=== INSTRUCTIONS FOR THE TASK ===
Reproduce the full essay about hope and a premature birth below, word for word.

=== STUDY TEXT ===
It wasn’t until something that I wanted so badly was completely out of my control that I understood what it meant to hope. I didn’t know what hope was until it was all I had.
When I found myself in the emergency room, I remember the doctor explaining to me the gravity of the situation. He said that I had severe preeclampsia. I would have my baby soon. I was only at 24 weeks and assumed he meant somewhere closer to 30 weeks. I have heard of 30 week babies being delivered. However, the doctor wasn’t finished. He continued to say that if my blood work did not look good, I would have to have my baby immediately. I cried while I waited for those results. There was nothing else I could do.
Fortunately, I was given a reprieve. I was allowed to carry on with my pregnancy while on hospital bed rest. In the best case scenario, I would be able to carry until 32 weeks. I was afraid to hope for 32 weeks. I could only hope for my baby to reach 1 kg before delivery.
My baby was delivered at 26 weeks. She weighed 790 grams.
The first time I saw her, I was only able to hope for her survival. Each day, I stroked her head and hoped that she would make it to the next. Gradually, she got stronger. It seemed too greedy to hope for her to come home. Instead, I settled on hoping for improvement each day. There were days, I wasn’t so lucky. On those occasions, I regressed to hoping for survival.
That is how Charlie’s NICU stay went. I hoped one day at a time while constantly being reminded “Never trust a preemie.”
One day, her doctor used the word “home”. It was too much. He exceeded what I could hope for. I started crying in the middle of the conversation. I knew she would come home eventually. However, up until that moment, I felt like it was too much to hope for.

Source records:
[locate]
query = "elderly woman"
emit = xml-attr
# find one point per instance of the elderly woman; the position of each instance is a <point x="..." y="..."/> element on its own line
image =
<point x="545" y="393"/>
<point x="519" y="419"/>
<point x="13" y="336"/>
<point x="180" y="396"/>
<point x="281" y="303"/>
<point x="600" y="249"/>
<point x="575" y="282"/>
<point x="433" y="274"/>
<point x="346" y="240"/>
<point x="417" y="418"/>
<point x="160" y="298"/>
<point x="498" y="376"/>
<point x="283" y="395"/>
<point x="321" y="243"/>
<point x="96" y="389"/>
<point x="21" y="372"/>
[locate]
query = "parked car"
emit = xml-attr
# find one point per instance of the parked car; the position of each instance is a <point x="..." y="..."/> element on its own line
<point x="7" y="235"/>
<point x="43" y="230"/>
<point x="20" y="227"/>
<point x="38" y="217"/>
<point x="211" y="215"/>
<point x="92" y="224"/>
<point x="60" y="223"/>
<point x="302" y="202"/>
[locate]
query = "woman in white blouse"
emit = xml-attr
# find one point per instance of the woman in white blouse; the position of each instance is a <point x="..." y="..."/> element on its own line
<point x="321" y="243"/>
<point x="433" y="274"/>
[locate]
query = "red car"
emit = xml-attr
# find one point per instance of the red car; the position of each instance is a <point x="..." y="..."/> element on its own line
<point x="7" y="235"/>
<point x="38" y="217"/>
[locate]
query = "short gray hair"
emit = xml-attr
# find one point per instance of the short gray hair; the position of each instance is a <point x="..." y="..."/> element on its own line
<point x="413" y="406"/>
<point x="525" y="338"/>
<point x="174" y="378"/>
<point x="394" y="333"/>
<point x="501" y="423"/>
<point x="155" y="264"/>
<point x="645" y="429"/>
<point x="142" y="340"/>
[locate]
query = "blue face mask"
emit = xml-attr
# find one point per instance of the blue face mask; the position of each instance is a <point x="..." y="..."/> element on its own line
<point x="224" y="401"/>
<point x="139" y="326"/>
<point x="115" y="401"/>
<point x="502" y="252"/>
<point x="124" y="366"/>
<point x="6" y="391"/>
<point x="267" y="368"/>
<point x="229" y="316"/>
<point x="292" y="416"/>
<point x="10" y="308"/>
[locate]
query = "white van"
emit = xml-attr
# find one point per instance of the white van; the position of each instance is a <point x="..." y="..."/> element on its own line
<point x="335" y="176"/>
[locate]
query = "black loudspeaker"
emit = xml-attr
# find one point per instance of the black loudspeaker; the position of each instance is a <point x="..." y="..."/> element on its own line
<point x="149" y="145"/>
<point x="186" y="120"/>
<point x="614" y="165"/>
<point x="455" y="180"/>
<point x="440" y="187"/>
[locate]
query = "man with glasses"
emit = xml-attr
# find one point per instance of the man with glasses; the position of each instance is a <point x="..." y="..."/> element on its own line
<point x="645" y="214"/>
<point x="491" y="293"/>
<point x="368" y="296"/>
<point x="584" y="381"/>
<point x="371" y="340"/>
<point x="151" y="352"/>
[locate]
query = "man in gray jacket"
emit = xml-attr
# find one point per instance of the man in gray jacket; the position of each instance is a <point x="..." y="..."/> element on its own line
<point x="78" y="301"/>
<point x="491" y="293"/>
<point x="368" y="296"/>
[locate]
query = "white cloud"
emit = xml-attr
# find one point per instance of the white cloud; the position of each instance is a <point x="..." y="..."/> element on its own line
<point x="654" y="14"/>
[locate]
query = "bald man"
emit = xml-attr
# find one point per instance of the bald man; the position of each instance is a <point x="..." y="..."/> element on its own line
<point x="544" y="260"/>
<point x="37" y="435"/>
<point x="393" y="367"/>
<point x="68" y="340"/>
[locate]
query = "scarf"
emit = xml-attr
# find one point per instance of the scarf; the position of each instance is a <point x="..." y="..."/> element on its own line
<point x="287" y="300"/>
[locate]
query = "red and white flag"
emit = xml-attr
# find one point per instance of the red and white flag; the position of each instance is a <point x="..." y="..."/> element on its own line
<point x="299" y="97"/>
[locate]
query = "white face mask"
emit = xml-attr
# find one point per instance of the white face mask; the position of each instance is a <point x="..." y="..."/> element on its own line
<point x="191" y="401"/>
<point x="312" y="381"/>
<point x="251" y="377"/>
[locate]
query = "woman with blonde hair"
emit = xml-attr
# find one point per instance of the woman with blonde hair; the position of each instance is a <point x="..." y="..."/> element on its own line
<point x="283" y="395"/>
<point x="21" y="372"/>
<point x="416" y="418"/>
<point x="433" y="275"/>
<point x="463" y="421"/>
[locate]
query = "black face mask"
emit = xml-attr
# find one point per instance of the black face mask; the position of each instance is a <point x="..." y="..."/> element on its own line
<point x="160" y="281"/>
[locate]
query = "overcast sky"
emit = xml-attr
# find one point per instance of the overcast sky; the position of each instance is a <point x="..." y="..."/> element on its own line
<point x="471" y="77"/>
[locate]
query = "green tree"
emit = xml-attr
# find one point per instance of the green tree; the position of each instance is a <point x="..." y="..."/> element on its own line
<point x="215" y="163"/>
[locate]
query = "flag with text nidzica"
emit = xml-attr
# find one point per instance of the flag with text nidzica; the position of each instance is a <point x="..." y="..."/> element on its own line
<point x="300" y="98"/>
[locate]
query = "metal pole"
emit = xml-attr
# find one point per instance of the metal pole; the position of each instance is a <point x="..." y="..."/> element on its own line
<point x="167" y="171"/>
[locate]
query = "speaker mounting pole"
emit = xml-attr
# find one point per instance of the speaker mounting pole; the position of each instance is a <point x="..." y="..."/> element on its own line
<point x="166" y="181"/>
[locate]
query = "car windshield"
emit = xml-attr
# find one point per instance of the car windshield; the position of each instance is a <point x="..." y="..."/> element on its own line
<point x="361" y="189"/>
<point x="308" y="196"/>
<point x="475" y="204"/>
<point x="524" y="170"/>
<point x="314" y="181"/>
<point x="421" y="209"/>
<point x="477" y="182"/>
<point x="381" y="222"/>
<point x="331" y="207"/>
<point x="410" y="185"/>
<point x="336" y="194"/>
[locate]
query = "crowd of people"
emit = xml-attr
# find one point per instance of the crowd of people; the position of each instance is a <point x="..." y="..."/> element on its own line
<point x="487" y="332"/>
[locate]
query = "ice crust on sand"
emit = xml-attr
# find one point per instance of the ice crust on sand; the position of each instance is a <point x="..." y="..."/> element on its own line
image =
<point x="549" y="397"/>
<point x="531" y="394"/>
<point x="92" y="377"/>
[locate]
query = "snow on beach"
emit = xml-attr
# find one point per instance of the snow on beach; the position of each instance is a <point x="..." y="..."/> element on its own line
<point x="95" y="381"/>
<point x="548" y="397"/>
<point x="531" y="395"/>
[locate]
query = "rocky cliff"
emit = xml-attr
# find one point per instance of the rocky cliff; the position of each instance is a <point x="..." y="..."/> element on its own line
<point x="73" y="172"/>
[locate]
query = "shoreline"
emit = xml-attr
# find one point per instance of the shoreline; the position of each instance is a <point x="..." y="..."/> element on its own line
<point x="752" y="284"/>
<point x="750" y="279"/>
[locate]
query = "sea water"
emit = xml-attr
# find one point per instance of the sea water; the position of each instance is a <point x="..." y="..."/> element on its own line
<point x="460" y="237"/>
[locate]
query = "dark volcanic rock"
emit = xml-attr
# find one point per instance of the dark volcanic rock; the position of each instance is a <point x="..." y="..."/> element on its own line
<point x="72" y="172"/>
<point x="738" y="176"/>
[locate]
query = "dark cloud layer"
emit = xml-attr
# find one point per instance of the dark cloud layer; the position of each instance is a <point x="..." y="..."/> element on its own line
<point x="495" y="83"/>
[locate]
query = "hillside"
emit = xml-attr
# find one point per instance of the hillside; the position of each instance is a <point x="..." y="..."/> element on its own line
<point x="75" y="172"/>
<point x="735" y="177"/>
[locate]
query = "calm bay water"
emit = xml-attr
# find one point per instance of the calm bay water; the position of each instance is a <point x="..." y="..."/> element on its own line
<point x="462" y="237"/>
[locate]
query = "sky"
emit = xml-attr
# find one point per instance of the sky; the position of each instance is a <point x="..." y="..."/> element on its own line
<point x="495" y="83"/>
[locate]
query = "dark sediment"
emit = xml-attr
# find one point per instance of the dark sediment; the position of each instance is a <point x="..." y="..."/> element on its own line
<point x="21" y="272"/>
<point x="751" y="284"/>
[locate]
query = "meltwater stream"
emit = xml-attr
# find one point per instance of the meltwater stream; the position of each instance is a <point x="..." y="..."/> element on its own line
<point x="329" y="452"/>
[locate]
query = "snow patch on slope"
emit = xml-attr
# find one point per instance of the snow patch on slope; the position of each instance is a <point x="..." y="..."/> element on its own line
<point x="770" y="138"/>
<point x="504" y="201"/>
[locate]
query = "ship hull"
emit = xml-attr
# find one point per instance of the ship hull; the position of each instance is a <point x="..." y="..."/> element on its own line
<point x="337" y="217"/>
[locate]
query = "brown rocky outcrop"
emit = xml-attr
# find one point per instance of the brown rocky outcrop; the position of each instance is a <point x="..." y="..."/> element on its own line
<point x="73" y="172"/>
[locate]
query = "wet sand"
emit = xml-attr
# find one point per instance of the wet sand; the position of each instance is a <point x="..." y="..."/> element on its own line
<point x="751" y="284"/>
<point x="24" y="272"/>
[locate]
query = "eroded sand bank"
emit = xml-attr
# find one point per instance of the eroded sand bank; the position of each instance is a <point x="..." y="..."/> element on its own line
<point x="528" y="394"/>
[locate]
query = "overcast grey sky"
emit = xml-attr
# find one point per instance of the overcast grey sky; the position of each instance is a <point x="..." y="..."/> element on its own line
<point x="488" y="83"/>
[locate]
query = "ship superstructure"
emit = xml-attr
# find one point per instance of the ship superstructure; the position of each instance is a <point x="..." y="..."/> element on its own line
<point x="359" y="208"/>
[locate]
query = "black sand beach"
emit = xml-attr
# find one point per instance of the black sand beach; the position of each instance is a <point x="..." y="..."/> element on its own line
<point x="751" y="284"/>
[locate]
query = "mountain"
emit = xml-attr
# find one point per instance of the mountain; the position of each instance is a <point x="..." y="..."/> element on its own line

=== OUTPUT ===
It wasn’t until something that I wanted so badly was completely out of my control that I understood what it meant to hope. I didn’t know what hope was until it was all I had.
When I found myself in the emergency room, I remember the doctor explaining to me the gravity of the situation. He said that I had severe preeclampsia. I would have my baby soon. I was only at 24 weeks and assumed he meant somewhere closer to 30 weeks. I have heard of 30 week babies being delivered. However, the doctor wasn’t finished. He continued to say that if my blood work did not look good, I would have to have my baby immediately. I cried while I waited for those results. There was nothing else I could do.
Fortunately, I was given a reprieve. I was allowed to carry on with my pregnancy while on hospital bed rest. In the best case scenario, I would be able to carry until 32 weeks. I was afraid to hope for 32 weeks. I could only hope for my baby to reach 1 kg before delivery.
My baby was delivered at 26 weeks. She weighed 790 grams.
The first time I saw her, I was only able to hope for her survival. Each day, I stroked her head and hoped that she would make it to the next. Gradually, she got stronger. It seemed too greedy to hope for her to come home. Instead, I settled on hoping for improvement each day. There were days, I wasn’t so lucky. On those occasions, I regressed to hoping for survival.
That is how Charlie’s NICU stay went. I hoped one day at a time while constantly being reminded “Never trust a preemie.”
One day, her doctor used the word “home”. It was too much. He exceeded what I could hope for. I started crying in the middle of the conversation. I knew she would come home eventually. However, up until that moment, I felt like it was too much to hope for.